» Tasks and exercises:
**a.** In the quarterly results passage, name each company with which a deal is mentioned in the Italy section.
**b.** According to the quarterly results passage, how many customers were there at the close of the third quarter?
**c.** Return the part of the quarterly results passage between "Revenues increased by" and "versus the prior year.", inclusive.

» Passage:

START

As part of these preparations, as we explained at our Interim Results in January, we have continued to rebalance our trading strategy. This important ground-work ahead of the upgrade has resulted in higher acquisition ARPU, up almost €2 year on year, and some planned higher churn this quarter as we lose lower value customers. This led to a net reduction in customers of 30,000 this quarter representing approximately 0.6% of our customer base. We closed the third quarter with 5.2 million customers, up 231,000 on the prior year.

Revenues increased by 6% (constant currency) to £1,523 million driven by customer growth, increased product penetration, our highest ever level of advertising revenues and the benefit of broader distribution of our programmes. Prior to the 32% increase associated with the first season of our new four-year Bundesliga contract, EBITDA was £184 million demonstrating the strength of our underlying performance. Post the £116 million Bundesliga cost increase for the nine months, EBITDA was £68 million, slightly down year-on-year.

Other highlights from the quarter include:

· Strong viewing to live sport, with Bundesliga up 12% quarter on quarter, and record audiences for Sky Sport News with viewing up 62% in March versus the prior year.

· Viewing to Entertainment channels up 46%, with strong performances from Sky1 and Sky originals where Britannia was the second most successful launch on Sky Atlantic behind Game of Thrones.

· Our first major Sky original drama, Babylon Berlin, won seven prestigious television awards.

· 47% of customer homes connected, driving a 32% increase in box-set consumption.

· Set to show 25 matches of the 2018 FIFA World Cup™ in Ultra HD, including all matches of the German national team, the semi-finals and the final.

Italy

It's been a period of strong operational progress and financial performance in Italy. We've agreed two landmark deals this quarter: the first with Mediaset, which will allow us to launch a new Sky branded Pay-TV service on DTT and supply nine additional film and TV series channels to existing Sky customers, and the second with Open Fiber, which will allow us to launch our own triple-play service over their next generation fibre-to-the-home network from Summer 2019. Together with the launch of Sky Q in November and our recent deal with Netflix, these agreements will enhance the customer experience, broaden access to our products and services, and position us well for future growth.

END

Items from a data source
START

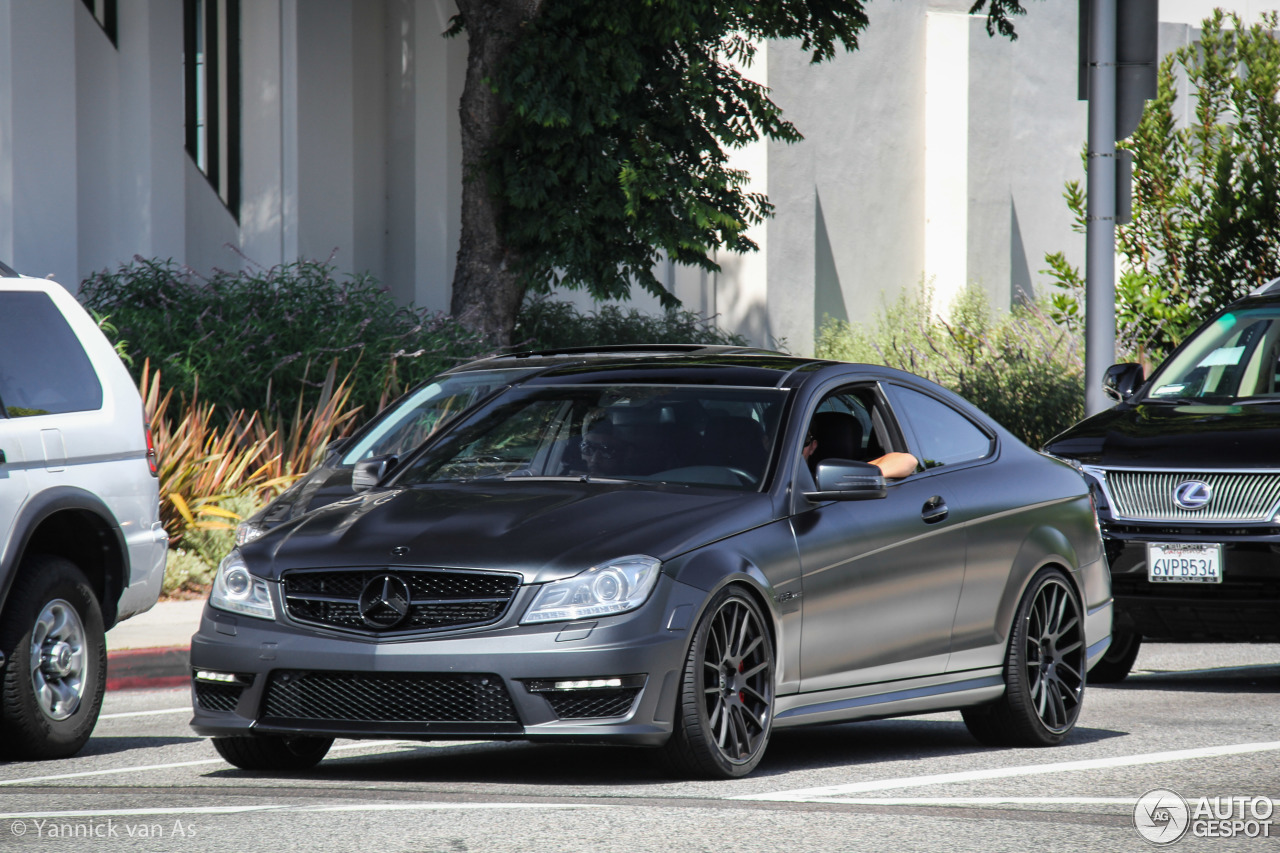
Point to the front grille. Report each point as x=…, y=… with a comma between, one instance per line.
x=1237, y=498
x=438, y=598
x=388, y=697
x=1192, y=532
x=216, y=696
x=581, y=705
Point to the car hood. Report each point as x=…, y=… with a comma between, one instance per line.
x=543, y=530
x=320, y=487
x=1176, y=436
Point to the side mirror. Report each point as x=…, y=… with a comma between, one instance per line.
x=841, y=479
x=370, y=471
x=1121, y=381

END

» Responses to the tasks:
**a.** Mediaset, Open Fiber, Netflix

**b.** 5.2 million customers.

**c.**
Revenues increased by 6% (constant currency) to £1,523 million driven by customer growth, increased product penetration, our highest ever level of advertising revenues and the benefit of broader distribution of our programmes. Prior to the 32% increase associated with the first season of our new four-year Bundesliga contract, EBITDA was £184 million demonstrating the strength of our underlying performance. Post the £116 million Bundesliga cost increase for the nine months, EBITDA was £68 million, slightly down year-on-year.

Other highlights from the quarter include:

· Strong viewing to live sport, with Bundesliga up 12% quarter on quarter, and record audiences for Sky Sport News with viewing up 62% in March versus the prior year.